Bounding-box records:
= = = = =
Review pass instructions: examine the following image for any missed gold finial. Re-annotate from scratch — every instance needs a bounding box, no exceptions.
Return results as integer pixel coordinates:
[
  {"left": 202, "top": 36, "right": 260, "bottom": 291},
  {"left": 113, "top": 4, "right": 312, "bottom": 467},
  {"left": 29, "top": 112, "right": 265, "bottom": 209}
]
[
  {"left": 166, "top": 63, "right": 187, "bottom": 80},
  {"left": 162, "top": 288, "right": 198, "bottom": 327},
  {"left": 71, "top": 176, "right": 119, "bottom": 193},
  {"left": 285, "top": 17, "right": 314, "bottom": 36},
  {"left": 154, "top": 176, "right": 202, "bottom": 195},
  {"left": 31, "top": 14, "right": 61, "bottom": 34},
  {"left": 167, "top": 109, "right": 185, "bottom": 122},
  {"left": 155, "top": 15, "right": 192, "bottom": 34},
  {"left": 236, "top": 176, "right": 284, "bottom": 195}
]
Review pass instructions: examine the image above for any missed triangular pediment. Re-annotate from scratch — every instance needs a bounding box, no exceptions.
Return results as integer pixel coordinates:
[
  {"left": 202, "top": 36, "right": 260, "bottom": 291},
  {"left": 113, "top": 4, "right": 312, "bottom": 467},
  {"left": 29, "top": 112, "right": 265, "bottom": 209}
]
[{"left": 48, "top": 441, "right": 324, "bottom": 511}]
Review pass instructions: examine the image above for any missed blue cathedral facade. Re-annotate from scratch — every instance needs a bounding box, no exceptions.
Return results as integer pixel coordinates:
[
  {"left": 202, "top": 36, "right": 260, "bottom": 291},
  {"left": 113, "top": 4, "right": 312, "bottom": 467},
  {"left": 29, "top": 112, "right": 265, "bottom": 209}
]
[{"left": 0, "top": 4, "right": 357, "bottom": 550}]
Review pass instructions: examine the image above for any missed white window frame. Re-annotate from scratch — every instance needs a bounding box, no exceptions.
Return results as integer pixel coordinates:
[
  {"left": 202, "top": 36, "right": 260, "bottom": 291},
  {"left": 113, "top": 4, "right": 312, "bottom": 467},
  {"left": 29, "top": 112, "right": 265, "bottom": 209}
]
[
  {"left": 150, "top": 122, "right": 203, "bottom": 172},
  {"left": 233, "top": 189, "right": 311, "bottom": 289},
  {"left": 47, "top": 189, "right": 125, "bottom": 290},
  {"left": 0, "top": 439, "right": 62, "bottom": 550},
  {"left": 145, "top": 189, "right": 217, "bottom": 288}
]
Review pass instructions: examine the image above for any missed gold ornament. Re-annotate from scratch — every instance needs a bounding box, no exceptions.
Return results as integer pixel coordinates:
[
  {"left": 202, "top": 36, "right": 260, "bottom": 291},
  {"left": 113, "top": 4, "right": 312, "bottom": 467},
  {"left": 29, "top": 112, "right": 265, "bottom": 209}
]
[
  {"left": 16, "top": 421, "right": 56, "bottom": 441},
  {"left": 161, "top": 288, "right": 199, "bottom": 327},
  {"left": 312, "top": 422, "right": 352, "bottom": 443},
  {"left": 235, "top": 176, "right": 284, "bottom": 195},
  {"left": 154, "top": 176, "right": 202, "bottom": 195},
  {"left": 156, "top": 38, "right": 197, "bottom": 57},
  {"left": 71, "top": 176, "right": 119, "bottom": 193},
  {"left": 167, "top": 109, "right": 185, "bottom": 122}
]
= = = = =
### Exercise description
Lay out each line of the listing above as a Markdown table with two columns, No. for the row number and Line for the text. Leave out blank lines.

### Exercise output
| No. | Line |
|---|---|
| 1 | Review pass instructions: examine the following image for any missed gold finial. Re-annotate from scratch — every instance needs a bounding box, no exceptions. |
| 2 | Return results as integer pixel coordinates: |
| 3 | [ |
| 4 |   {"left": 202, "top": 36, "right": 260, "bottom": 291}, |
| 5 |   {"left": 113, "top": 4, "right": 312, "bottom": 467}, |
| 6 |   {"left": 29, "top": 112, "right": 265, "bottom": 209} |
| 7 | ] |
| 8 | [ |
| 9 |   {"left": 166, "top": 63, "right": 187, "bottom": 80}, |
| 10 |   {"left": 162, "top": 288, "right": 198, "bottom": 327}, |
| 11 |   {"left": 71, "top": 176, "right": 119, "bottom": 193}, |
| 12 |   {"left": 285, "top": 17, "right": 314, "bottom": 36}, |
| 13 |   {"left": 154, "top": 176, "right": 202, "bottom": 195}, |
| 14 |   {"left": 31, "top": 14, "right": 61, "bottom": 34}, |
| 15 |   {"left": 167, "top": 109, "right": 185, "bottom": 122}, |
| 16 |   {"left": 155, "top": 15, "right": 192, "bottom": 34}, |
| 17 |   {"left": 236, "top": 176, "right": 284, "bottom": 195} |
| 18 | ] |
| 19 | Review pass instructions: examine the image above for any missed triangular pediment. Re-annotate from scratch — every instance needs a bounding box, no exceptions. |
| 20 | Return results as integer pixel coordinates: |
| 21 | [ |
| 22 |   {"left": 202, "top": 36, "right": 260, "bottom": 291}, |
| 23 |   {"left": 113, "top": 4, "right": 312, "bottom": 467}, |
| 24 |   {"left": 29, "top": 112, "right": 265, "bottom": 209} |
| 25 | ] |
| 26 | [{"left": 48, "top": 441, "right": 324, "bottom": 511}] |
| 27 | Review pass instructions: examine the image above for any missed blue cathedral facade. Re-annotate from scratch — every instance needs a bounding box, no exceptions. |
| 28 | Return results as integer pixel coordinates: |
| 29 | [ |
| 30 |   {"left": 202, "top": 36, "right": 260, "bottom": 291}, |
| 31 |   {"left": 113, "top": 4, "right": 312, "bottom": 467}, |
| 32 |   {"left": 29, "top": 112, "right": 265, "bottom": 209} |
| 33 | ] |
| 34 | [{"left": 0, "top": 4, "right": 357, "bottom": 550}] |
| 35 | Review pass instructions: examine the image above for any missed white window frame. Re-annotate from scratch — every instance needs a bounding box, no exceptions. |
| 36 | Return results as integer pixel coordinates: |
| 37 | [ |
| 38 |   {"left": 202, "top": 36, "right": 260, "bottom": 291}, |
| 39 |   {"left": 113, "top": 4, "right": 312, "bottom": 467}, |
| 40 |   {"left": 29, "top": 112, "right": 265, "bottom": 209} |
| 41 | ] |
| 42 | [ |
| 43 |   {"left": 150, "top": 122, "right": 203, "bottom": 172}, |
| 44 |   {"left": 233, "top": 189, "right": 311, "bottom": 289}, |
| 45 |   {"left": 47, "top": 189, "right": 125, "bottom": 290}, |
| 46 |   {"left": 0, "top": 439, "right": 62, "bottom": 550}, |
| 47 |   {"left": 145, "top": 189, "right": 217, "bottom": 288} |
| 48 | ] |
| 49 | Review pass instructions: examine the image above for any missed gold ornament. Re-annotate from scratch — every instance needs a bounding box, no exceptions. |
| 50 | Return results as integer pixel coordinates: |
| 51 | [ |
| 52 |   {"left": 202, "top": 36, "right": 260, "bottom": 291}, |
| 53 |   {"left": 113, "top": 4, "right": 312, "bottom": 467}, |
| 54 |   {"left": 29, "top": 112, "right": 265, "bottom": 209} |
| 55 | ] |
| 56 | [ |
| 57 |   {"left": 16, "top": 421, "right": 56, "bottom": 441}, |
| 58 |   {"left": 161, "top": 288, "right": 199, "bottom": 327}, |
| 59 |   {"left": 312, "top": 422, "right": 352, "bottom": 443}, |
| 60 |   {"left": 235, "top": 176, "right": 284, "bottom": 195}, |
| 61 |   {"left": 154, "top": 176, "right": 202, "bottom": 195}, |
| 62 |   {"left": 156, "top": 38, "right": 197, "bottom": 57}, |
| 63 |   {"left": 71, "top": 176, "right": 119, "bottom": 193}, |
| 64 |   {"left": 167, "top": 109, "right": 185, "bottom": 122} |
| 65 | ] |